→ **Written task**
Quote the full listing word for word.

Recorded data

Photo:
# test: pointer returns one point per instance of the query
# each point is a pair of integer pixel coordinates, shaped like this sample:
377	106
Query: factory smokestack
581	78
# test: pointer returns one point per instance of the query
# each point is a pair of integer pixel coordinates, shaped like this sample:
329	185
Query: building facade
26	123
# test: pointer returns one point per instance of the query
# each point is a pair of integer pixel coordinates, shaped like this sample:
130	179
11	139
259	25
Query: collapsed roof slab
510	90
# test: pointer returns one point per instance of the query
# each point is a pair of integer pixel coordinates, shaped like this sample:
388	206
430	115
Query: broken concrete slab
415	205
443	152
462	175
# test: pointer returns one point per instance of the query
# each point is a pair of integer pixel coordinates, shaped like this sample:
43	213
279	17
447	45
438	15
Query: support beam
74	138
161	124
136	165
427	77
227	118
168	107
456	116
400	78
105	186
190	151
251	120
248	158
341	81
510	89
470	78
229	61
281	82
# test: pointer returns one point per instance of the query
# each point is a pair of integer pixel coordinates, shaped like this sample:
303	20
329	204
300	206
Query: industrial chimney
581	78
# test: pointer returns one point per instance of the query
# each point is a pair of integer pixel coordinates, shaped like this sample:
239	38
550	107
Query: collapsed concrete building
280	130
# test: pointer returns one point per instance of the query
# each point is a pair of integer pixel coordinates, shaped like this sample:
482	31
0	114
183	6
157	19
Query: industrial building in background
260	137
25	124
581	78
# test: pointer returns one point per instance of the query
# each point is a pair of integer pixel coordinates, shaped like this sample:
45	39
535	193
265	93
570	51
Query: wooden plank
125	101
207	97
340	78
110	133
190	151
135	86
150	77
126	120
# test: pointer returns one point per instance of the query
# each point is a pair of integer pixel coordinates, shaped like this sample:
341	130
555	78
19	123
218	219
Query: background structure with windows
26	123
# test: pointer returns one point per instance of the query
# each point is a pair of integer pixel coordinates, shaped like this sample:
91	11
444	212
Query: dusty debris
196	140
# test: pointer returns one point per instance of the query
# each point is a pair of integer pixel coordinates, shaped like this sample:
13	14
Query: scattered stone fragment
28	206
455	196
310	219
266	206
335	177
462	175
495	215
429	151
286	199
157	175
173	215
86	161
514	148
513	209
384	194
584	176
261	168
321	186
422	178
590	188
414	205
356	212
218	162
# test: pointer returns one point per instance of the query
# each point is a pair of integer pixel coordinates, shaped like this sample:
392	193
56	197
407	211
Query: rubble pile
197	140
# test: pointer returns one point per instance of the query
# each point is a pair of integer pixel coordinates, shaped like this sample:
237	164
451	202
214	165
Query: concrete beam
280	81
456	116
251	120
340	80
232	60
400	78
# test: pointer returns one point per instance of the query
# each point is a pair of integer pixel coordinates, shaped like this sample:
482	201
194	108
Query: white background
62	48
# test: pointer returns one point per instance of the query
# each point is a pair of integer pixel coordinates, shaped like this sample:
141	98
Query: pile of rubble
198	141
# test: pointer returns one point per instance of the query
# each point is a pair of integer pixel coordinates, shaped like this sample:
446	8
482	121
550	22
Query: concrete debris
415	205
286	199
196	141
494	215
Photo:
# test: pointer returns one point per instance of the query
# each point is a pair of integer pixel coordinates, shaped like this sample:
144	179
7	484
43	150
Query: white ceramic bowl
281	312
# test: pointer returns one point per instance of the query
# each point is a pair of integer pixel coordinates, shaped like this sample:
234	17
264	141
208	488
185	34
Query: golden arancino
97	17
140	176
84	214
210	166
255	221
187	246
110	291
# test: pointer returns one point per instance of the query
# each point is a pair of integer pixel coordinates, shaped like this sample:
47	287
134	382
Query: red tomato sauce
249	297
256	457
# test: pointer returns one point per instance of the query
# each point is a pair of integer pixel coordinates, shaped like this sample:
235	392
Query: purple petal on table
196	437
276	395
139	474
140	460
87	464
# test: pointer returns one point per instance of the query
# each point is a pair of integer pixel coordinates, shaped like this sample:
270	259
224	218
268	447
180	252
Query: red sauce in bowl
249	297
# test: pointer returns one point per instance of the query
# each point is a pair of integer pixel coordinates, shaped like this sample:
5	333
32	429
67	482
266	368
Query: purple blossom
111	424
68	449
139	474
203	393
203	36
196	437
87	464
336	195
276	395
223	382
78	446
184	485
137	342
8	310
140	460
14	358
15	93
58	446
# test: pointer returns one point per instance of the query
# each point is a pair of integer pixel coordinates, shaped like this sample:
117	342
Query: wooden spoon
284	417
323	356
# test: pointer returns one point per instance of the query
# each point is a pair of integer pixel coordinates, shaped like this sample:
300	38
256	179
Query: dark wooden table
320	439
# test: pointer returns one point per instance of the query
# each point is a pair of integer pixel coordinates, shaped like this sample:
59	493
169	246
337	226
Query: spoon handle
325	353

→ **Reply**
Photo:
# test: pointer returns one point per instance of the query
# each point is a pair of integer pixel coordinates, shaped like this sample:
377	106
Query: factory smokestack
581	78
# test: pointer returns one point per instance of the query
# each point is a pair of integer pixel coordinates, shaped like this sample:
329	185
Query: building facade
26	123
# test: pointer returns one point per instance of the query
# each point is a pair of integer pixel coordinates, shaped like this sample:
130	179
11	139
259	25
Query: collapsed roof slab
510	90
# test: pointer returns one point per instance of the query
# each point is a pair of integer pixel coordinates, shaped like this sample:
388	206
430	115
Query: broken concrete slab
415	205
443	152
462	175
# test: pointer returns one point per instance of the query
# each point is a pair of integer pixel coordinates, shaped like this sample:
43	213
279	17
447	45
438	15
Query: support beam
74	138
161	124
136	165
427	77
227	118
168	107
456	116
400	78
105	186
190	151
251	120
248	158
341	81
510	89
470	78
229	61
281	82
# test: pointer returns one point per instance of the query
# each point is a pair of integer pixel coordinates, shaped like this sample:
303	20
329	204
300	206
Query: industrial chimney
581	78
# test: pointer returns one point per instance of the query
# each point is a pair of integer pixel coordinates, shaped like this sample:
239	38
550	107
Query: collapsed concrete building
280	130
# test: pointer returns one point per instance of the query
# each point is a pair of integer pixel coordinates, shaped like this sample:
482	31
0	114
183	6
157	19
Query: industrial building in background
260	137
25	124
581	78
# test: pointer returns one point per instance of the query
# each point is a pair of integer pixel coordinates, shaped like this sample:
45	39
535	193
265	93
570	51
Query: wooden plank
125	101
207	97
340	78
110	133
190	151
135	86
150	77
126	120
# test: pointer returns one point per instance of the query
# each point is a pair of integer pixel coordinates, shaped like this sample:
341	130
555	78
19	123
218	219
Query: background structure with windows
26	123
# test: pointer returns one point per instance of the query
# each point is a pair of integer pixel coordinates, shaped like this sample:
91	11
444	212
Query: dusty debris
196	140
# test: pointer returns one point per instance of the query
# each point is a pair of integer pixel coordinates, shaped like this sample:
13	14
Query: scattered stone fragment
28	206
455	196
310	219
266	206
335	177
462	175
495	215
429	151
286	199
157	175
173	215
86	161
514	148
513	209
384	194
584	176
261	168
321	186
422	178
590	188
414	205
356	212
218	162
# test: pointer returns one point per instance of the query
# each point is a pair of integer pixel coordinates, shaped like this sample:
392	193
56	197
407	211
Query: rubble pile
197	140
# test: pointer returns one point per instance of the query
# each point is a pair of integer pixel coordinates, shaped like this sample:
237	164
451	202
214	165
Query: concrete beam
280	81
456	116
251	120
340	80
232	60
400	78
# test: pointer returns one point per instance of the query
# each point is a pair of integer pixel coordinates, shaped like this sample:
482	201
194	108
Query: white background
62	48
# test: pointer returns one point per instance of the query
# each point is a pair of integer pixel coordinates, shaped like this sample:
141	98
Query: pile of rubble
198	141
# test: pointer returns one point per instance of the query
# each point is a pair of integer pixel coordinates, shaped like this sample:
446	8
482	121
550	22
Query: concrete debris
415	205
286	199
196	141
494	215
Photo:
# test: pointer returns one point per instance of the query
# each point is a pair of integer pixel coordinates, shaped like this sample:
144	179
7	484
43	150
Query: white ceramic bowl
281	312
# test: pointer returns one point per instance of the query
# each point is a pair of integer pixel coordinates, shaped like this sample:
234	17
264	141
208	488
185	34
Query: golden arancino
97	17
140	176
84	214
210	166
255	221
187	246
110	291
# test: pointer returns one point per instance of the query
# each point is a pair of integer pixel coordinates, shaped like this sample:
47	287
134	382
Query: red tomato sauce
249	297
256	457
# test: pointer returns one point per instance of the query
# each point is a pair of integer pixel coordinates, shaped like this sample:
235	392
Query: purple petal on table
196	437
276	395
139	474
140	460
87	464
# test: pointer returns one point per instance of the query
# each point is a pair of integer pixel coordinates, shaped like this sample:
270	259
224	218
268	447
180	252
Query: red sauce in bowl
249	297
# test: pointer returns one point per instance of the query
# each point is a pair of integer pixel coordinates, shaped like this sample:
5	333
32	429
67	482
266	368
Query: purple blossom
111	424
68	449
139	474
203	393
203	36
196	437
87	464
336	195
276	395
223	382
78	446
184	485
137	342
8	310
140	460
14	358
15	93
58	446
# test: pointer returns one point per instance of the query
# each point is a pair of integer pixel coordinates, shaped like this sample:
117	342
Query: wooden spoon
284	417
323	356
# test: pointer returns one point per instance of the query
# each point is a pair of integer pixel coordinates, shaped like this sample:
300	38
256	179
Query: dark wooden table
320	439
# test: pointer returns one point per instance of the query
# each point is a pair of integer pixel coordinates, shaped like this sample:
59	493
169	246
337	226
Query: spoon handle
325	353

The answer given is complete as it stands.